Hosted by Taking on a World of Words, this meme is all about the three Ws:
- What are you currently reading?
- What did you recently finish reading?
- What do you think you’ll read next?
Why not join in too? Leave a comment with your link at Taking on a World of Words and then go blog hopping!
Currently reading
A book for the latest Classics Club Spin, a book from my NetGalley shelf and an audiobook. Yes, still bookishly multi-tasking!
The Flowers of Adonis by Rosemary Sutcliff (e-book)
The 5th Century BC. The Greek city-states are engaged in perpetual war. But one man towers above the chaos. His name is Alkibiades. He is at once a pirate, statesman and seducer whose adventures rival those of Odysseus himself.
Citizen of Athens, friend of Socrates, sailor, warrior and inveterate lover, Alkibiades flees persecution in his native city to join the Spartan cause. However, his brilliant naval and diplomatic victories on their behalf do not save him from the consequences of impregnating the Spartan queen, and once more he takes up the outcast’s mantle.
Then We Take Berlin (Joe Wilderness #1) by John Lawton (audiobook)

### Records to use
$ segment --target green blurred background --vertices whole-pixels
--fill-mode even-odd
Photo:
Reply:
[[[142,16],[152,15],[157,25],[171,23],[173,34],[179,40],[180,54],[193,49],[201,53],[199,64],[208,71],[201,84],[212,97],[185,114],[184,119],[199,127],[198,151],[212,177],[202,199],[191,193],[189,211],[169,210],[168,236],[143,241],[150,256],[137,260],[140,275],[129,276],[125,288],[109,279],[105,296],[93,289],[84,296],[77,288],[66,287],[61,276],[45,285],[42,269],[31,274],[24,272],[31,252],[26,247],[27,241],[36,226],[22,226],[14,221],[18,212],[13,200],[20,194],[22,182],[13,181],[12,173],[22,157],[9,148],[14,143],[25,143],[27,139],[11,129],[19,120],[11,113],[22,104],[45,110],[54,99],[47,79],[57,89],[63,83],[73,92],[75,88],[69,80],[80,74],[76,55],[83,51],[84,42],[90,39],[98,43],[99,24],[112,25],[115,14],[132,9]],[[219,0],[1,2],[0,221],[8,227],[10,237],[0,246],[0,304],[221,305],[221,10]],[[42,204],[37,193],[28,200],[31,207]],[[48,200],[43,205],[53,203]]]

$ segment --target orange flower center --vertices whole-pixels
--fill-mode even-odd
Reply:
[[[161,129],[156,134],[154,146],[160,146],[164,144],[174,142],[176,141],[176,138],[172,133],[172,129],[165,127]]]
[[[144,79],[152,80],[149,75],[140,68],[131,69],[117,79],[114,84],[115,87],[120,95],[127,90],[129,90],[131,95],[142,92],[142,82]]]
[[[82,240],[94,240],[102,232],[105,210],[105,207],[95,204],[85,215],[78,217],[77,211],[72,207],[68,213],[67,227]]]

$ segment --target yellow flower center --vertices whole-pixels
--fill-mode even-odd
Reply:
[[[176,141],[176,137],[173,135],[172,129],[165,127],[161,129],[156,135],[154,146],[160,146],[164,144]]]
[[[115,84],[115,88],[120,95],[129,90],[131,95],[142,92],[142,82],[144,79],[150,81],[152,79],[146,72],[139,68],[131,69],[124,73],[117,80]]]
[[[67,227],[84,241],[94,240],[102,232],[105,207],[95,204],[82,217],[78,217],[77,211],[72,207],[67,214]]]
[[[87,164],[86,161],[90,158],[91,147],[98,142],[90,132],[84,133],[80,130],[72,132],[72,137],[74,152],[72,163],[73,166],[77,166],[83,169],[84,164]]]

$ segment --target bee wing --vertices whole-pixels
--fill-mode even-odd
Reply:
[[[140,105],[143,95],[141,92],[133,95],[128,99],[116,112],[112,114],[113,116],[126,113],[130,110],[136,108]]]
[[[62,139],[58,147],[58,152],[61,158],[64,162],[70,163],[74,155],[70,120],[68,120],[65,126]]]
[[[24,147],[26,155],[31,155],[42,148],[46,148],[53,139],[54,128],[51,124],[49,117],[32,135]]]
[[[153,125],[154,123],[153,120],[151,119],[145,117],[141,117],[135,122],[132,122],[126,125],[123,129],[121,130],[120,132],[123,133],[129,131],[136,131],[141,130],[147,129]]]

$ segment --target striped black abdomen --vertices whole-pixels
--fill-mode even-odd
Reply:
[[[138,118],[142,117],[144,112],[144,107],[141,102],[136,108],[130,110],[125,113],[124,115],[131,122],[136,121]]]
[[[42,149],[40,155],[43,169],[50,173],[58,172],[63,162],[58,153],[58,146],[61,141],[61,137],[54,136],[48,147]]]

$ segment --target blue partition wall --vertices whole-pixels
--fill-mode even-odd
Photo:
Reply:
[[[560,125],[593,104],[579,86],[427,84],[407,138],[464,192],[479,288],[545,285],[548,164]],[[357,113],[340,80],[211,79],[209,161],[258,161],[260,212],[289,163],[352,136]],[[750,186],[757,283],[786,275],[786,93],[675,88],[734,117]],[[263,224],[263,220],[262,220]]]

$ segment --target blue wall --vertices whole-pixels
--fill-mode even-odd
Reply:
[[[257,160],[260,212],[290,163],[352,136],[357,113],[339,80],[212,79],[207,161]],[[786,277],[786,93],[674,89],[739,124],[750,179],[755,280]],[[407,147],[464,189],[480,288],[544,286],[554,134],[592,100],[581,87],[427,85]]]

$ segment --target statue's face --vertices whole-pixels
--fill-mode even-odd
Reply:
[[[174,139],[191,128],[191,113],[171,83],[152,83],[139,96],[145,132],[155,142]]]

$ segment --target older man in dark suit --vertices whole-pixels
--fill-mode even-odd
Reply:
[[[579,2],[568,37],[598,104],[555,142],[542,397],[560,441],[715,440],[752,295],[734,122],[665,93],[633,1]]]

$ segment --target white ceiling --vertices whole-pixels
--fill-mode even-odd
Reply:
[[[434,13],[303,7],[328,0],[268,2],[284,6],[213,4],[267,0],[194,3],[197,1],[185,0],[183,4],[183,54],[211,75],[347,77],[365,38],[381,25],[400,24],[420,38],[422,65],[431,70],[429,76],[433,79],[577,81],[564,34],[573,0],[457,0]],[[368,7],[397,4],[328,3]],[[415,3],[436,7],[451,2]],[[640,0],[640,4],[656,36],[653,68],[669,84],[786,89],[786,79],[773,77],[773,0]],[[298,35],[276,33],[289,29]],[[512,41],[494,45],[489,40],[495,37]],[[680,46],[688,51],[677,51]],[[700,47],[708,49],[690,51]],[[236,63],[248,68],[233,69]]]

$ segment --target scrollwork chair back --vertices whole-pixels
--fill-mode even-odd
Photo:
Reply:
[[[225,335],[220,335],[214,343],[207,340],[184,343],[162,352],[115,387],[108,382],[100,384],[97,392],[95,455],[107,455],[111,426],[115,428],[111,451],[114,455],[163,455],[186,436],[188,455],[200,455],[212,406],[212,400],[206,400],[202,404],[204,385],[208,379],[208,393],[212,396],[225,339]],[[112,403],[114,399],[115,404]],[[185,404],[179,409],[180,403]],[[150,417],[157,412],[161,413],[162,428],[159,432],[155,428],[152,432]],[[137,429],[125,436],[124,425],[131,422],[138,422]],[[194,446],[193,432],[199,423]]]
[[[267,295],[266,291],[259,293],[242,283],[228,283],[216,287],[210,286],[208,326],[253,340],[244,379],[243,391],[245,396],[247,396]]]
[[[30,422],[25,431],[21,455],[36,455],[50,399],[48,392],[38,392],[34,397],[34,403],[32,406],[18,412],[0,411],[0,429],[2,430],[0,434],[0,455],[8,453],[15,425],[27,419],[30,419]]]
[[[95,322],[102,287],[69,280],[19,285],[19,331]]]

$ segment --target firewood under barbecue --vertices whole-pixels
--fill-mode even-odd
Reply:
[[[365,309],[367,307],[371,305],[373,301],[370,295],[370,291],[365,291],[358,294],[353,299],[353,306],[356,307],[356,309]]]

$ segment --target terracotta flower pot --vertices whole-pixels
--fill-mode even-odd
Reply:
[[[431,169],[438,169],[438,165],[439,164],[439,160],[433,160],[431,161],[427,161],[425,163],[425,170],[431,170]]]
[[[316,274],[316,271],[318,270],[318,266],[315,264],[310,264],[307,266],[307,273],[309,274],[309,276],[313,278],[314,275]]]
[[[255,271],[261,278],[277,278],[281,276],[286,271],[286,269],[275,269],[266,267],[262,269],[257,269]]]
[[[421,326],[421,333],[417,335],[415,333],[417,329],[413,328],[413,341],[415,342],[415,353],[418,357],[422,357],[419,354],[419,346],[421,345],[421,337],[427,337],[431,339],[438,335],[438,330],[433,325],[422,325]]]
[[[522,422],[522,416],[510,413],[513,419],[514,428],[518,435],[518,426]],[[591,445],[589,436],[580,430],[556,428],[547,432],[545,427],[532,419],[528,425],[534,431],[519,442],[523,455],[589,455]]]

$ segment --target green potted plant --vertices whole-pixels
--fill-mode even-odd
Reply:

### What is asked
1 – In the book blog post, who hosts the meme about the three Ws?
2 – Count the lines of the records that contain the string "wall", and reply with the number alone.
The records have no connection to the book blog post.

### Expected answers
1 – Taking on a World of Words

2 – 2